**AUFGABENLISTE**
1. Beantworten Sie zum Text über die Kontrollbetreuung:
(a) Wer hat das abgestufte Maßnahmenpaket für den Aufgabenkreis des Kontrollbetreuers festgelegt?
(b) Was kommt als letzter Ausweg in Betracht, wenn das positive Einwirken nicht fruchtet?
(c) Was ist das Damoklesschwert der Kontrollbetreuung laut Fazit für den Bevollmächtigten?
2. Schreiben Sie aus dem Text über die Kontrollbetreuung den Abschnitt ab, der mit den Worten „Angesichts dieser restriktiven“ beginnt und mit „der Spur abzuweichen.“ endet.

Umfang der Kontrollbetreuung

Zu einem etwaigen Aufgabenkreis des Kontrollbetreuers hat der BGH ein abgestuftes, sich in der Intensität steigerndes Maßnahmenpaket festgelegt: Zunächst soll der Kontrollbetreuer auf den Bevollmächtigten positiv einwirken, z.B. durch Auskunftsverlangen und Rechenschaftslegung. Wenn das nicht fruchtet, kommt als letzter Ausweg eine Ermächtigung zum Widerruf der Vollmacht in Betracht. Dann müsse aber schon eine erhebliche Verletzung des Wohls der Vollmachtgeberin drohen.

Fazit:

Angesichts dieser restriktiven Rechtsprechung muss man als Vollmachtgeber die Kontrollbetreuung nicht als Gängelung fürchten. Im Gegenteil. Denn wenn sie ausnahmsweise erfolgen soll, würde sie dem eigenen Schutz dienen und den Bevollmächtigten wieder auf die richtige Spur bringen. Für den Bevollmächtigten ist das Damoklesschwert der Kontrollbetreuung Motivation, gar nicht erst von der Spur abzuweichen.

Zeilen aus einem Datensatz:
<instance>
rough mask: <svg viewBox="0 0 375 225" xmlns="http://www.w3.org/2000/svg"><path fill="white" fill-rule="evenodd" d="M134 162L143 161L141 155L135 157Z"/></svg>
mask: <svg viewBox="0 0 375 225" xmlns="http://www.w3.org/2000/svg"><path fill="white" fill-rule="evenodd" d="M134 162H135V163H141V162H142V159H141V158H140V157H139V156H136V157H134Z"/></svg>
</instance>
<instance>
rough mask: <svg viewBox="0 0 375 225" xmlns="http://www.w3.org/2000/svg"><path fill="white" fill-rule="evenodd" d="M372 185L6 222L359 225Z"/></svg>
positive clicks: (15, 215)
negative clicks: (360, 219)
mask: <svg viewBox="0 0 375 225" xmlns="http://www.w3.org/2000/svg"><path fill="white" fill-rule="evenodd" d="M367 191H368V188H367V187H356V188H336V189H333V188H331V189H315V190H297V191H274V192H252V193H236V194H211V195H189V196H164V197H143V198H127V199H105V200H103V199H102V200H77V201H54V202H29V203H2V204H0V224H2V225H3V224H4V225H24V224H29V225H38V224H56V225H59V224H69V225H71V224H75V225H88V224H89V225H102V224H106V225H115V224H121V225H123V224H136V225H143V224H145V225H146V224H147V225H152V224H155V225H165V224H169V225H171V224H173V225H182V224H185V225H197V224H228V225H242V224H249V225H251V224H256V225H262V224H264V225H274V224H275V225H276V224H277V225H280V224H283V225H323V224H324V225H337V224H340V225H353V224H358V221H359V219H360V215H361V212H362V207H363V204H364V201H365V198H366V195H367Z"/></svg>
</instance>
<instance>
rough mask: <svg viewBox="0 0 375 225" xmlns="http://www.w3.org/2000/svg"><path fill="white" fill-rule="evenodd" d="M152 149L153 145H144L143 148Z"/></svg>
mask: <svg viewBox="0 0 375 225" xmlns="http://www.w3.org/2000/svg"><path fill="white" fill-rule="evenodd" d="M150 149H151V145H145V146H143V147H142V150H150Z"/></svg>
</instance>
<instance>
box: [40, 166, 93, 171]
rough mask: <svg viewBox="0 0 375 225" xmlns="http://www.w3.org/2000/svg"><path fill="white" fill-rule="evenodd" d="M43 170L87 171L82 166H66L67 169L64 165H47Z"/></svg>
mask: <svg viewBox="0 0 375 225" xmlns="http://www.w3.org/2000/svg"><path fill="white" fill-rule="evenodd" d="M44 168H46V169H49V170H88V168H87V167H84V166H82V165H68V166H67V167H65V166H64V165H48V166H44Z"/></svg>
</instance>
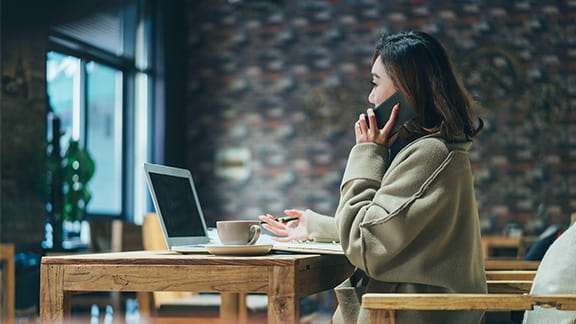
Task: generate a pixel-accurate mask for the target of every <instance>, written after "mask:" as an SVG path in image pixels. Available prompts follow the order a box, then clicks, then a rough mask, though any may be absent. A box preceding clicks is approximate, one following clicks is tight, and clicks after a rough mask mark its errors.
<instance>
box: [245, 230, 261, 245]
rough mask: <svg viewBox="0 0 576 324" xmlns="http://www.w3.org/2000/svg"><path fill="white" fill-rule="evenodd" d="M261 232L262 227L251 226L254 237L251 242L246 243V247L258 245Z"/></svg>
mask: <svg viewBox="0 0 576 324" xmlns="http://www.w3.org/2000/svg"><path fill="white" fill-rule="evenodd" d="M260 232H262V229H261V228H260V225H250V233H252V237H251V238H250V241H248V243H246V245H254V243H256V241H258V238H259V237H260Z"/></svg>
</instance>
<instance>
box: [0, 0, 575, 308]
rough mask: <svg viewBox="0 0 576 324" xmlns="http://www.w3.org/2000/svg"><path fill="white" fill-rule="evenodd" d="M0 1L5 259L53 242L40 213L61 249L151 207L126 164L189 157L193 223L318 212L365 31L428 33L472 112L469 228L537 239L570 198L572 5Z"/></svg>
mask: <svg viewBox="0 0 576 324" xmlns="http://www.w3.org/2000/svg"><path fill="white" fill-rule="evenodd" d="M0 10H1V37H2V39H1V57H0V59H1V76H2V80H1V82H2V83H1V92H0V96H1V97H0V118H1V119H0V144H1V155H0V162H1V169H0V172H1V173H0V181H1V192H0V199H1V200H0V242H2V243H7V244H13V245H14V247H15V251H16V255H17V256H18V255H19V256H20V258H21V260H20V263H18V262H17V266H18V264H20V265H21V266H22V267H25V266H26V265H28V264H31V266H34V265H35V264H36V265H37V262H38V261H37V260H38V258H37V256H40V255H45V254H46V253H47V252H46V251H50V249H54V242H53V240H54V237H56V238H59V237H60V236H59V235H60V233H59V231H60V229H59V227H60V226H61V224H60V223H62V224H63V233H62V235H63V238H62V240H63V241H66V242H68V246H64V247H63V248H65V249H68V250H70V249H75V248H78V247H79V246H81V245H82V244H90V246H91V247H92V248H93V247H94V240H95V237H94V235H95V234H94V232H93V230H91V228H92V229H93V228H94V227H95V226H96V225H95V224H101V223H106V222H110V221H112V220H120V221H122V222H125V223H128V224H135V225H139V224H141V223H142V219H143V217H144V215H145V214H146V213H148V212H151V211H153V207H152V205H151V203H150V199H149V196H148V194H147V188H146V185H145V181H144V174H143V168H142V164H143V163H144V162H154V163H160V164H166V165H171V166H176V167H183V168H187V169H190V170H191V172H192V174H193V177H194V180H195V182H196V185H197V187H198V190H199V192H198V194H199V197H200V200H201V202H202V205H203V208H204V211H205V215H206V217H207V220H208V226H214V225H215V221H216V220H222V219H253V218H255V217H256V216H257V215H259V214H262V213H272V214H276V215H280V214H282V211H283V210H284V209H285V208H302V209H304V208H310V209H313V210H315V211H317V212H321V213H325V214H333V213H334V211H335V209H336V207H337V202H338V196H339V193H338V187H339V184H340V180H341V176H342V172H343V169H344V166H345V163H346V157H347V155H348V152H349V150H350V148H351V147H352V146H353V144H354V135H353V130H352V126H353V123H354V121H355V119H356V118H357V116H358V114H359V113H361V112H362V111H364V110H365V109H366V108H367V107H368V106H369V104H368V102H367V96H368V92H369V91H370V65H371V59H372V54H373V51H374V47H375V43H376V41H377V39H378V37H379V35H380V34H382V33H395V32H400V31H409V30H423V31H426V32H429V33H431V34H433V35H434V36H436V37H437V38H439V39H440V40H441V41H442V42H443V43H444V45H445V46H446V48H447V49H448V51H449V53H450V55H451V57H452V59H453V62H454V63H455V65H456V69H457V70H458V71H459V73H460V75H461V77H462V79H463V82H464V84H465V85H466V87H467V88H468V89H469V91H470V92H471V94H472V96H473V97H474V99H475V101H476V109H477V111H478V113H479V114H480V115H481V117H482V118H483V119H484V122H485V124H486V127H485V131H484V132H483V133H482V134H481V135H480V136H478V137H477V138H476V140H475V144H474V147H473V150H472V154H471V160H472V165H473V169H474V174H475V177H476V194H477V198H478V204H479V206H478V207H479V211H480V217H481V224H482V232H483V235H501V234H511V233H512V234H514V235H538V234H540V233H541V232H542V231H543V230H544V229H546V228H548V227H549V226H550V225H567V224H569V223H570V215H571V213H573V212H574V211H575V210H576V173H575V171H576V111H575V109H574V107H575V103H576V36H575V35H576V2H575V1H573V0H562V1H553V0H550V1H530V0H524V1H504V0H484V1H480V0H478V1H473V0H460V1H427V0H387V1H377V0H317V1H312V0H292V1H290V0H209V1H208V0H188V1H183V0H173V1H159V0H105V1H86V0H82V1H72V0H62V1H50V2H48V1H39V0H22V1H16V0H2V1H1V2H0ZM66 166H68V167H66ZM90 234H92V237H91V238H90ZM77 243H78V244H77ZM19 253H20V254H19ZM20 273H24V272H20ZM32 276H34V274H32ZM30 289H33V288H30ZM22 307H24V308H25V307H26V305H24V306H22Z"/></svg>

...

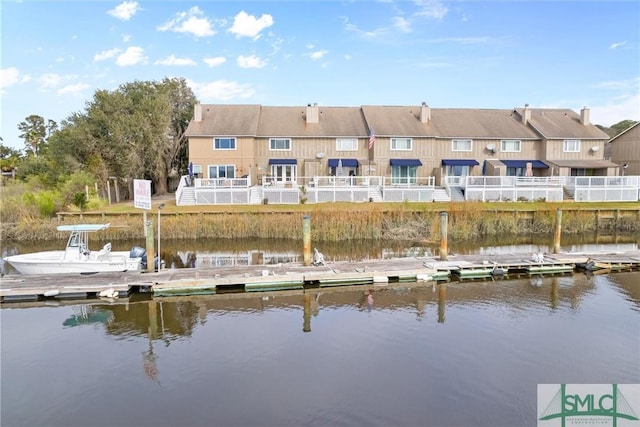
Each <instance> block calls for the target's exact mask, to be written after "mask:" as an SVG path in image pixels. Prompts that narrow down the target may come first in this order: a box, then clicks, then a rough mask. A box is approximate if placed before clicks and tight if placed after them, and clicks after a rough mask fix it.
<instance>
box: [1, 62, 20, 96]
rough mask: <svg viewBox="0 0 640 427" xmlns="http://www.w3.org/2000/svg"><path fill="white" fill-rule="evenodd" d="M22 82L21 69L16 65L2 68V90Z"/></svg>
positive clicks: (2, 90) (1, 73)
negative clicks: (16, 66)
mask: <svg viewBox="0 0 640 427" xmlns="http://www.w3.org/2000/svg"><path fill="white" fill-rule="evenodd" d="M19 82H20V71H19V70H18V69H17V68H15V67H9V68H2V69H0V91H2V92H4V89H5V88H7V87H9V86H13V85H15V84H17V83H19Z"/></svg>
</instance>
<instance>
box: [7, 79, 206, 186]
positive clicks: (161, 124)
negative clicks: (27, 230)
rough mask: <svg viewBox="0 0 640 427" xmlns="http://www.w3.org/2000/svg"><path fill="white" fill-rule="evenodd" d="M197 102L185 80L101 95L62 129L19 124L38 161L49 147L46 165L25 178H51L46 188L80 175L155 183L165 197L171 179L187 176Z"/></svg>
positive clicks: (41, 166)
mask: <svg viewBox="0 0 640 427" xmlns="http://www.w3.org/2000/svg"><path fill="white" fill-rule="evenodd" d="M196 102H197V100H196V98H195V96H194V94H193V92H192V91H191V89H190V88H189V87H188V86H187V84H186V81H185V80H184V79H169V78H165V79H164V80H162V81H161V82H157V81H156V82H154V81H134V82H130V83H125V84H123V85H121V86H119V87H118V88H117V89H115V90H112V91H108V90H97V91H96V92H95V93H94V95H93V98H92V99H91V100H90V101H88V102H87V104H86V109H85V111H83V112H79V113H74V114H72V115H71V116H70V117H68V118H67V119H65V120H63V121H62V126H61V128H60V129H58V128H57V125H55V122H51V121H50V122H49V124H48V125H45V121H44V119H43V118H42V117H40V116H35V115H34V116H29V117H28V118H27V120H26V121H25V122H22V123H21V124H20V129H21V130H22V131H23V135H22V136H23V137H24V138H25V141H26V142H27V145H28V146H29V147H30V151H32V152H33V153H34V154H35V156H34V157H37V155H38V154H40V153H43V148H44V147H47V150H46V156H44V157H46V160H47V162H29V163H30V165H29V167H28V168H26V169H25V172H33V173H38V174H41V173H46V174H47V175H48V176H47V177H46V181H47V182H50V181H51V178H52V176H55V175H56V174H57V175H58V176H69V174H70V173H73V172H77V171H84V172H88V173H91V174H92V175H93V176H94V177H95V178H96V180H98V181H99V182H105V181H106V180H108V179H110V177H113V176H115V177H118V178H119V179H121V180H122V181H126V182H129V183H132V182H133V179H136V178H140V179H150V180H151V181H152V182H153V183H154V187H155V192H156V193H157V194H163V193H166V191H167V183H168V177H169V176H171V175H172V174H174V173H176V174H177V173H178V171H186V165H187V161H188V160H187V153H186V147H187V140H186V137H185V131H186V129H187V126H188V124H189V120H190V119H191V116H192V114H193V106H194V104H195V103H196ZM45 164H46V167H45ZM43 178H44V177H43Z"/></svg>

**ANTWORTEN DER REIHE**
1.
(a) Der BGH.
(b) Eine Ermächtigung zum Widerruf der Vollmacht.
(c) Motivation, gar nicht erst von der Spur abzuweichen.

2.
Angesichts dieser restriktiven Rechtsprechung muss man als Vollmachtgeber die Kontrollbetreuung nicht als Gängelung fürchten. Im Gegenteil. Denn wenn sie ausnahmsweise erfolgen soll, würde sie dem eigenen Schutz dienen und den Bevollmächtigten wieder auf die richtige Spur bringen. Für den Bevollmächtigten ist das Damoklesschwert der Kontrollbetreuung Motivation, gar nicht erst von der Spur abzuweichen.